#### WORK TO COMPLETE
Before you return the lines below, strip out any images and keep every word as written.

#### Natural-language object grounding data
★ ★ ★
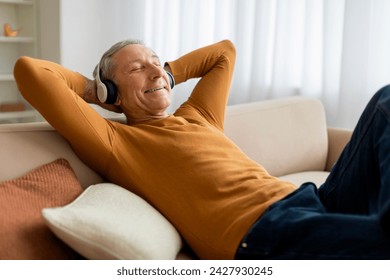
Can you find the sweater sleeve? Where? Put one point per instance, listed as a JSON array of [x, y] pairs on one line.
[[56, 92], [214, 64]]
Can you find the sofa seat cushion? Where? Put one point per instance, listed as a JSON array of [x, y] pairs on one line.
[[24, 234], [316, 177], [109, 222], [284, 135]]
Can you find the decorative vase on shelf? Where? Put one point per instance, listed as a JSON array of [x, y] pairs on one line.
[[9, 31]]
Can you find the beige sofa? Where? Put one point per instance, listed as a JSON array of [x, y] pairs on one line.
[[287, 136]]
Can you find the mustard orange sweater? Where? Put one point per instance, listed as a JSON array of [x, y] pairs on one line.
[[184, 165]]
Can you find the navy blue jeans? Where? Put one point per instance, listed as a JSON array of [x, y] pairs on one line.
[[348, 217]]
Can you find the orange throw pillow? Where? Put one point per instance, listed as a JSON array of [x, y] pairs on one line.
[[23, 232]]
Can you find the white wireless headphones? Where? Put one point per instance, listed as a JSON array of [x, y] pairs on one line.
[[107, 91]]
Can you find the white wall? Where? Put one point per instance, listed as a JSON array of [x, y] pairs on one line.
[[90, 27]]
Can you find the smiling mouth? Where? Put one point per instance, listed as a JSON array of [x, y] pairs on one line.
[[154, 89]]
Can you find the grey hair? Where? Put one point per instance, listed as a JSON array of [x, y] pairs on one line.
[[106, 63]]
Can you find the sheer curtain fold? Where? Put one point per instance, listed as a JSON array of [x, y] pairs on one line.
[[335, 50]]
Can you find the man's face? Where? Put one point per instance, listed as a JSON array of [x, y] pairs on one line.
[[142, 83]]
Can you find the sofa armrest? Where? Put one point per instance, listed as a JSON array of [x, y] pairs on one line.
[[337, 139]]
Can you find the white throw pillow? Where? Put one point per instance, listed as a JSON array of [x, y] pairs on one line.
[[109, 222]]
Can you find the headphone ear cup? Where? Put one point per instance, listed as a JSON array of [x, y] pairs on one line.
[[112, 93]]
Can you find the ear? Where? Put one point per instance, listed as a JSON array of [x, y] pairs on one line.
[[118, 101]]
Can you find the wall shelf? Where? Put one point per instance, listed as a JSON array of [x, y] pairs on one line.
[[20, 14], [17, 39], [17, 2]]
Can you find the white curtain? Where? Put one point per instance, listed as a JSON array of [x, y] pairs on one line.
[[334, 50]]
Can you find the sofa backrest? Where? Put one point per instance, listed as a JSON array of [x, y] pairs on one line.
[[27, 146], [286, 135]]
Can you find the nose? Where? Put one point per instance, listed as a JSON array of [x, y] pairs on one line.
[[156, 72]]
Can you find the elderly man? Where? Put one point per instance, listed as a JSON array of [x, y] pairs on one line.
[[223, 204]]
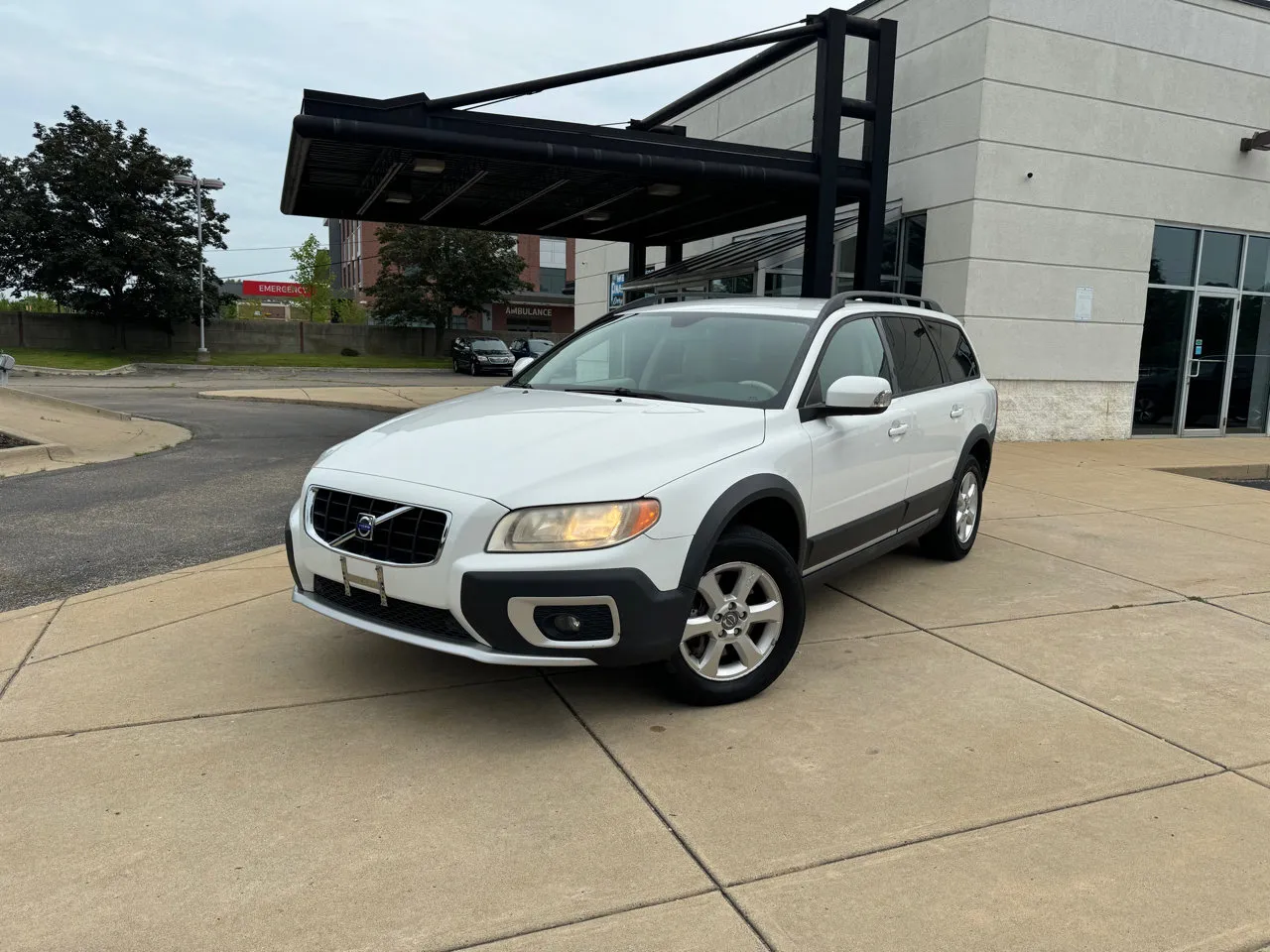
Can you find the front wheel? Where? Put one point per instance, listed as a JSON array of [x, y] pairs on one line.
[[744, 624], [955, 535]]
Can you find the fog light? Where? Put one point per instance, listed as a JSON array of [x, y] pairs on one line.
[[568, 624]]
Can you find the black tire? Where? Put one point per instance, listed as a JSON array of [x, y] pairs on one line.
[[746, 544], [944, 540]]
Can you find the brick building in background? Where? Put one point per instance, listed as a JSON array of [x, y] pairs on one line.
[[549, 267]]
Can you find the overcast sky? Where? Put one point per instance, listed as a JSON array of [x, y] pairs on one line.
[[220, 81]]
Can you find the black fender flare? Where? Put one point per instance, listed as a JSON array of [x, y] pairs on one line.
[[735, 498], [979, 434]]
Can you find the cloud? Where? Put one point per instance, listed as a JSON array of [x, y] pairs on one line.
[[221, 81]]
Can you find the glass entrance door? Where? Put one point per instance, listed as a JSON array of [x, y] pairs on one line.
[[1207, 365]]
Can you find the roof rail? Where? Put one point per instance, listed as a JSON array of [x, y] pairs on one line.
[[888, 298], [674, 296]]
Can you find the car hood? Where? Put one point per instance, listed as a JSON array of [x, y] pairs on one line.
[[536, 447]]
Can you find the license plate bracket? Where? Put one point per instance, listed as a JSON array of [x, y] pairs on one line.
[[375, 584]]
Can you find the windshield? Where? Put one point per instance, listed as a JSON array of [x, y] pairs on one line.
[[710, 358]]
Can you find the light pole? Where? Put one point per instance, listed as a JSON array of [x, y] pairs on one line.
[[198, 185]]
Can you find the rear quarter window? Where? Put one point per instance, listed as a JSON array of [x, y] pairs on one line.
[[955, 349]]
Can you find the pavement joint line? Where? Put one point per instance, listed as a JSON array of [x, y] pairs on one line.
[[659, 815], [1084, 565], [1232, 611], [22, 664], [1051, 687], [1026, 617], [564, 924], [154, 627], [263, 708], [1254, 779], [976, 828]]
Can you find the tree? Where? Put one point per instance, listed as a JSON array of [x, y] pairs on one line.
★ ★ ★
#### YOUR RESPONSE
Can you find the sweater sleeve? Where? Put one point per instance, listed as a JSON array of [x, y] pairs on one line.
[[56, 92], [214, 64]]
Can you find the sofa seat cushion? Where? Put one point per instance, listed as a JSON array of [x, y] pairs on one line.
[[24, 234], [316, 177], [109, 222], [284, 135]]
Can you find the decorative vase on shelf? Where? Put one point per instance, listed as a JSON array of [x, y] pairs on one line.
[[9, 31]]
Can you find the beige sofa? Where? Put one point per instance, listed as a JSON array of [x, y] pairs on one line.
[[287, 136]]
Can you find the mustard orange sweater? Where? Put one point per instance, listed as a JSON array of [x, y] pairs on one line.
[[184, 165]]
Can you find the navy blue jeans? Where? Put one point per instance, listed as a JSON array of [x, y] pairs on one line.
[[348, 217]]
Can you find the orange throw pillow? Where? Put one point per instance, listed as a JSON array of [x, y] pairs on one line.
[[23, 232]]
Can you find the white wireless headphones? Where? Put one point per instance, listed as a JSON array of [x, y] pairs on one line.
[[107, 91]]
Can you find the white wall? Where? Put one point per instance, listed as a JSON array of [x, y] pairs on one line.
[[90, 27]]
Can you find the smiling mouth? Where? Put one point per instance, listed as a JSON array of [x, y] pairs on one line.
[[154, 89]]
Can you find the grey hair? Where? Put one point per instance, listed as a JSON array of [x, y] pairs on one line.
[[106, 63]]
Can you find the sheer curtain fold? Where? Put one point per instance, listed as a JSON array of [x, y] pairs on one line.
[[335, 50]]
Can you find the man's face? Where? Put one point per instance, listed as a JSON array of [x, y] pairs on one line.
[[142, 83]]
Can you find the sofa armrest? Where? Put one point per instance, listed as a JSON array of [x, y] pairs on one line.
[[337, 139]]
Can you find the white throw pillow? Where? Put one point per instance, listed as a JSON array of [x, y] pairs on one line.
[[109, 222]]
Can you find the headphone ear cup? Where? Put one point per instance, listed as a JSON array of [x, y] pairs on one line.
[[112, 93]]
Can you find the ear? Where? Put one point per instance, listed as a JSON array of [x, y] pairs on one line.
[[118, 101]]
Can you find the wall shelf? Where? Put one point per instance, listed as a JSON array of [x, y] pairs on one line.
[[20, 14], [17, 39], [17, 2]]
Can you find the white curtain? Where? Put one point per instance, listed as a JSON array of [x, y] pairs on one line.
[[334, 50]]
Can you find the sofa backrest? Where? Put one point per instance, listed as a JSON array of [x, y] pairs on one line.
[[27, 146], [286, 135]]
Can you find the nose? Where? Put one point per instance, listed as a JSON array of [x, y] pairs on one line.
[[156, 72]]
Can you find the elderly man? Where? Put one point per instance, listed as a JSON array of [x, y] pairs on one line.
[[223, 204]]
Can you find the front wheel? Where? Put one point per instance, listed as a JSON array of [x, y] pairs on one line.
[[744, 624], [955, 535]]
Can you find the fog light? Where? Put one point per instance, listed as a JSON array of [x, y] pairs on one line.
[[568, 624]]
Can you find the black tire? Where? Put one point per instance, listed as a JSON array of [x, y] pairs on one line.
[[746, 544], [944, 540]]
Can you find the brick building in background? Where? Put one point per instance, listed as a JSON array of [x, y] pairs on one line.
[[549, 267]]
Can you find the overcast sky? Where? Put one point per instance, listed as a JSON array of [x, y] pairs on one line.
[[220, 81]]
Can you find the black fender flare? Where? Put one point per instance, listed as a JSON array of [x, y] pairs on one line.
[[735, 498], [979, 434]]
Can you find the cloud? Where? Put one point per instance, listed as a JSON array of [x, y] pairs on one line.
[[221, 81]]
Can you find the glass entrance door? Where? Put one point per instance, listed as a JSON array of [x, y] pairs on one line.
[[1207, 365]]
Can you find the roof rail? Where? Put one point per instance, listed as a JSON array of [x, y] pairs on one line.
[[888, 298], [674, 296]]
Can you find the car hood? Where? Put one point per instance, listed as a JSON array of [x, y] pairs on one line.
[[536, 447]]
Can you find the license plate bracket? Where? Put one point per instance, listed as a JSON array of [x, y] pairs on one line.
[[375, 584]]
Can you find the windshield? Where? Put one point per instance, listed as a JSON array of [x, y] pairs on one line.
[[710, 358]]
Can you find the light pole? Where? Put one point per instance, listed as a JSON array of [x, y] pairs on one line.
[[198, 185]]
Can you find the rear quarter window? Where? Put one point per instance, listed as a JSON array of [x, y] pairs on one line.
[[955, 349]]
Can you find the pavement joint line? Where? Put one point per instance, listed as a JSON array of [x, y] pairs on one line.
[[659, 815], [1084, 565], [1232, 611], [22, 664], [1051, 687], [1026, 617], [564, 924], [154, 627], [263, 708], [1254, 779], [976, 828]]
Can you find the tree? Where? Put one point per instance, listed as a JSON array of [x, y] pairs on one line.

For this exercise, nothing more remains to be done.